#### What is being asked
Reproduce every one of the records below word for word, changing nothing.

[Coordinate annotation entries]
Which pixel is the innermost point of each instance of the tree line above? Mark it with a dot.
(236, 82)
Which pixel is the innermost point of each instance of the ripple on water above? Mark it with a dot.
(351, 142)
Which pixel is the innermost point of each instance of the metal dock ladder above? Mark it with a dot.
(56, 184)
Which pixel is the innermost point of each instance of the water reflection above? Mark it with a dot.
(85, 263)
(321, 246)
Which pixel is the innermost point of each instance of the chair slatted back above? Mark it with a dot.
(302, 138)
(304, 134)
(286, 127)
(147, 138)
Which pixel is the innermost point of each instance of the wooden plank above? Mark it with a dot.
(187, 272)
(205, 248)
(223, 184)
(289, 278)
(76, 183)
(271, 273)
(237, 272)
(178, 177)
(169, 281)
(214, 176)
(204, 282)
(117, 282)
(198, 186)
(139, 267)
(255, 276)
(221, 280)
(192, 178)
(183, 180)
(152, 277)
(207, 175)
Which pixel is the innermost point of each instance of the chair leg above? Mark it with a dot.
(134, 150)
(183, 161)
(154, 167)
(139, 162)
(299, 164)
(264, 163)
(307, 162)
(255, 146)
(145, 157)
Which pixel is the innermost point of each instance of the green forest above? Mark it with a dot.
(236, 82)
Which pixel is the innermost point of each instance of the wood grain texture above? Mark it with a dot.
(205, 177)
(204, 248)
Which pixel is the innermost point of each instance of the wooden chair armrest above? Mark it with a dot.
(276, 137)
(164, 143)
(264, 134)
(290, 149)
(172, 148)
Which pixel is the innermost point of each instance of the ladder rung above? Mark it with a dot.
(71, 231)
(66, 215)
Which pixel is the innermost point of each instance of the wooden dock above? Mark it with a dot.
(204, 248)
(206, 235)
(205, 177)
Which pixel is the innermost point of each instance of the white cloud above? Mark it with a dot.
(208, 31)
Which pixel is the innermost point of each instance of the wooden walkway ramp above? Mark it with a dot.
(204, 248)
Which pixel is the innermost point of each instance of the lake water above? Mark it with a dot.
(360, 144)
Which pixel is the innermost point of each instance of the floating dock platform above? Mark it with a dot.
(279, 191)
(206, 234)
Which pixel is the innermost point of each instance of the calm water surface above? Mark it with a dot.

#### Reply
Which pixel is the innermost point of each instance of the tree line above? Mark it with a dot.
(236, 82)
Which pixel is the innermost point of each instance of the ripple on water above? Mark it with a dot.
(351, 142)
Which pixel is the innermost point of each instance of the metal dock ladder above? Mark it with a dot.
(56, 184)
Which pixel is the innermost point of each instance of the water reflection above? Mark it with a dot.
(85, 263)
(321, 246)
Which pixel is the innermost point of each instance of the chair slatted back above? Mark it with a dot.
(302, 138)
(304, 134)
(286, 127)
(147, 138)
Which pixel is the innermost point of each instance of the wooden plank above? Mark it with a dot.
(187, 272)
(205, 248)
(223, 184)
(289, 278)
(76, 183)
(271, 273)
(237, 272)
(178, 177)
(169, 281)
(214, 176)
(204, 282)
(117, 282)
(198, 186)
(139, 267)
(255, 276)
(221, 280)
(192, 178)
(183, 180)
(152, 277)
(207, 175)
Which pixel is the innermost point of each instance of the chair leg above? Mark it with a dot.
(134, 150)
(183, 161)
(154, 167)
(139, 162)
(299, 164)
(264, 163)
(307, 162)
(255, 146)
(145, 157)
Which pixel is the innermost point of each instance of the green forest above? Mark it with a dot.
(236, 82)
Which pixel is the innermost point of each instance of the wood grain texture above? Mark it with a dot.
(205, 177)
(204, 248)
Which pixel is the innermost point of each instance of the wooden chair armrest above? Mark it with a dot.
(276, 137)
(164, 143)
(264, 134)
(290, 149)
(172, 148)
Which pixel is the innermost point of each instance of the ladder rung above? Mark it with a dot.
(71, 231)
(66, 215)
Which pixel is the innermost point of each instance of the wooden dock above? Mark it with a dot.
(204, 248)
(206, 235)
(205, 177)
Which pixel is the innermost point of each instance of the white cloud above? Mark it with a dot.
(208, 31)
Which pixel is the innermost point of each instance of the wooden walkway ramp above? Mark it with a dot.
(204, 248)
Which pixel is the innermost point of each instance of the lake water above? Mark it with a dot.
(360, 144)
Which pixel is the innermost point of each instance of the floating dock platform above? Mark it with a dot.
(279, 191)
(206, 234)
Which pixel is the innermost point of each instance of the calm water surface above? Mark it with a dot.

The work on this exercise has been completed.